● DOCUMENT PASSAGE:
In article <1781@milano.UUCP> peterson@milano.UUCP writes:
>The stdio package does not seem to properly account for some effects
>of signals.

This is a tremendous understatement.  Use of signals is so
fraught with peril that X3J11 seriously considered guaranteeing
absolutely nothing whatsoever about what a signal handler can
do.  I personally can't even guarantee that a signal handler
function is entered successfully on most machine architectures.

The problems are not as well known as they should be.  Signals
can impact the design of much of the C library.  AT&T reworked
the standard I/O routines in an attempt to permit the use of
printf() in a signal handler, but they didn't get it quite right
because it is NOT POSSIBLE to get it right, at least not without
severe performance impact.  Many experienced UNIX system
programmers avoid using signals for anything other than
	(1) job control, on Berkeley-like systems;
	(2) synchronous notification of state changes, such
		as SIGWINCH;
	(3) a means of requesting termination of a process.
Certainly they should not be used for IPC.

This is not a criticism of Peterson's bug fixes.  That just
prompted me to mention this in case there is anyone who needs
to be warned.

garry@batcomputer.TN.CORNELL.EDU (Garry Wiegand) (07/11/86)

In a recent article gwyn@brl.arpa (Doug Gwyn (VLD/VMB) <gwyn>) wrote:
>...
>The problems are not as well known as they should be.  Signals
>can impact the design of much of the C library.  AT&T reworked
>the standard I/O routines in an attempt to permit the use of
>printf() in a signal handler, but they didn't get it quite right
>because it is NOT POSSIBLE to get it right, at least not without
>severe performance impact...

I can see it would be tough to do at user level. But I don't see why 
the kernel read() and write() routines can't hang a simple queue on
their front ends. Elucidate, please?
-- 
garry wiegand   (garry%cadif-oak@cu-arpa.cs.cornell.edu)

gwyn@brl-smoke.UUCP (07/12/86)

In article <603@batcomputer.TN.CORNELL.EDU> garry%cadif-oak@cu-arpa.cs.cornell.edu writes:
>In a recent article gwyn@brl.arpa (Doug Gwyn (VLD/VMB) <gwyn>) wrote:
>>The problems are not as well known as they should be.  Signals
>>can impact the design of much of the C library.  AT&T reworked
>>the standard I/O routines in an attempt to permit the use of
>>printf() in a signal handler, but they didn't get it quite right
>>because it is NOT POSSIBLE to get it right, at least not without
>>severe performance impact...
>I can see it would be tough to do at user level. But I don't see why 
>the kernel read() and write() routines can't hang a simple queue on
>their front ends. Elucidate, please?

I'm afraid it would be a long and boring story and may violate
our non-disclosure agreement to go into the details, but...

● COMPLETE THE FOLLOWING:
**1.** According to the signals thread, what did AT&T rework the standard I/O routines to try to permit?
**2.** Please copy word for word the part of the signals thread that opens with the words containing "Certainly they should" and closes with "(Garry Wiegand) (07/11/86)".
The data has no connection to the signals thread.

● RAW DATA:
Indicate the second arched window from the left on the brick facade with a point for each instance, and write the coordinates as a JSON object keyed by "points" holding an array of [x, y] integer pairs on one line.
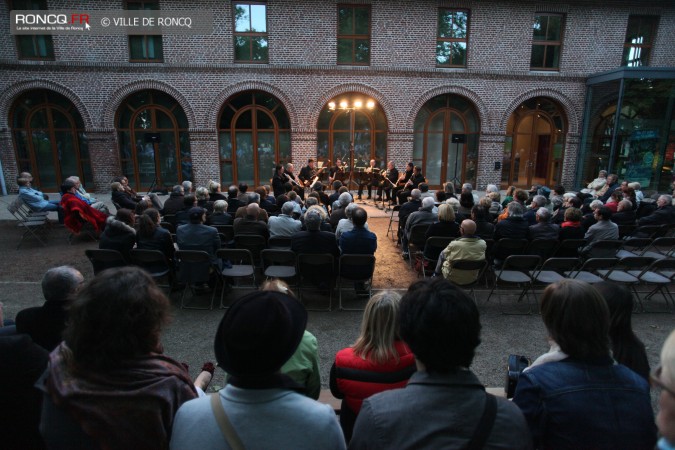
{"points": [[154, 140]]}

● SOLVED PROBLEMS:
**1.** The use of printf() in a signal handler.

**2.**
Certainly they should not be used for IPC.

This is not a criticism of Peterson's bug fixes.  That just
prompted me to mention this in case there is anyone who needs
to be warned.

garry@batcomputer.TN.CORNELL.EDU (Garry Wiegand) (07/11/86)